__EXTRACTED TEXT__
━━━━━━

Home ACTIVISM 2017: a ‘nightmare year’ for children

2017: a ‘nightmare year’ for children

2017: a ‘nightmare year’ for children

Is the judgement of UNICEF on what has been the year just concluded for children all over the world. And the numbers confirm that. In the Kasai region of the Democratic Republic of the Congo, violence has driven 850,000 children from their homes and around 350,000 children have suffered severe malnutrition.

At least 135 children forced to act as suicide bombers in Nigeria and Cameroon. Same thing in Iraq and Syria, where children have been used as human shields, trapped under siege or targeted by snipers.

At least 5,000 children have died in the civil war that has raged for almost three years in Yemen and more than 11 million children are now in need of humanitarian assistance. In this country more than 1.8 million are suffering from malnutrition, around 385,000 of them so severely that they risk death if they are not urgently treated.

In the first 9 months of the year almost 700 children were killed in Afghanistan, where a “peace mission” has never ended.

In South Sudan, in Africa, more than 19,000 children have been recruited into armed forces and armed groups. And over 2,300 of them have been killed or injured since the conflict begun. Same thing in Somalia, where in the first 10 months of 2017, were reported 1,740 cases of child recruitment.

These are only part of the data concerning the situation of children in conflict zones around the world. “Children are being targeted and exposed to attacks and brutal violence in their homes, schools and playgrounds,” said Manuel Fontaine, Unicef Director of Emergency Programmes. “As these attacks continue year after year, we cannot become numb. Such brutality cannot be the new normal.”

In conflicts around the world, children have become frontline targets, used as human shields, killed, aimed and recruited to fight. In Asia, in Africa, everywhere. And millions more of them are paying the price of these conflicts, suffering from malnutrition, disease and trauma as basic services – including access to food, water, sanitation and health – are denied, damaged or destroyed in the fighting.

For them and many other children all over the planet, 2017 has been a nightmare year.

━━━━━━

__QUESTIONS__
**1.** Translate this sentence from the article on children in 2017 into Spanish: "For them and many other children all over the planet, 2017 has been a nightmare year."
**2.** Using the article on children in 2017, answer these:
(a) How many children has violence driven from their homes in the Kasai region?
(b) What is Manuel Fontaine's job title?
(c) How many cases of child recruitment were reported in Somalia in the first 10 months of 2017?
The material after this has nothing to do with any of this.

__THE DATA__

━━━━━━

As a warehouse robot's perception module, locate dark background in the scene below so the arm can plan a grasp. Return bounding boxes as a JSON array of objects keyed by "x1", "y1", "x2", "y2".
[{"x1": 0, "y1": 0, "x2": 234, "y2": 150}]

━━━━━━

__YOUR WRITTEN ANSWERS__
**1.** Para ellos y para muchos otros niños de todo el planeta, 2017 ha sido un año de pesadilla.

**2.**
(a) 850,000
(b) Unicef Director of Emergency Programmes
(c) 1,740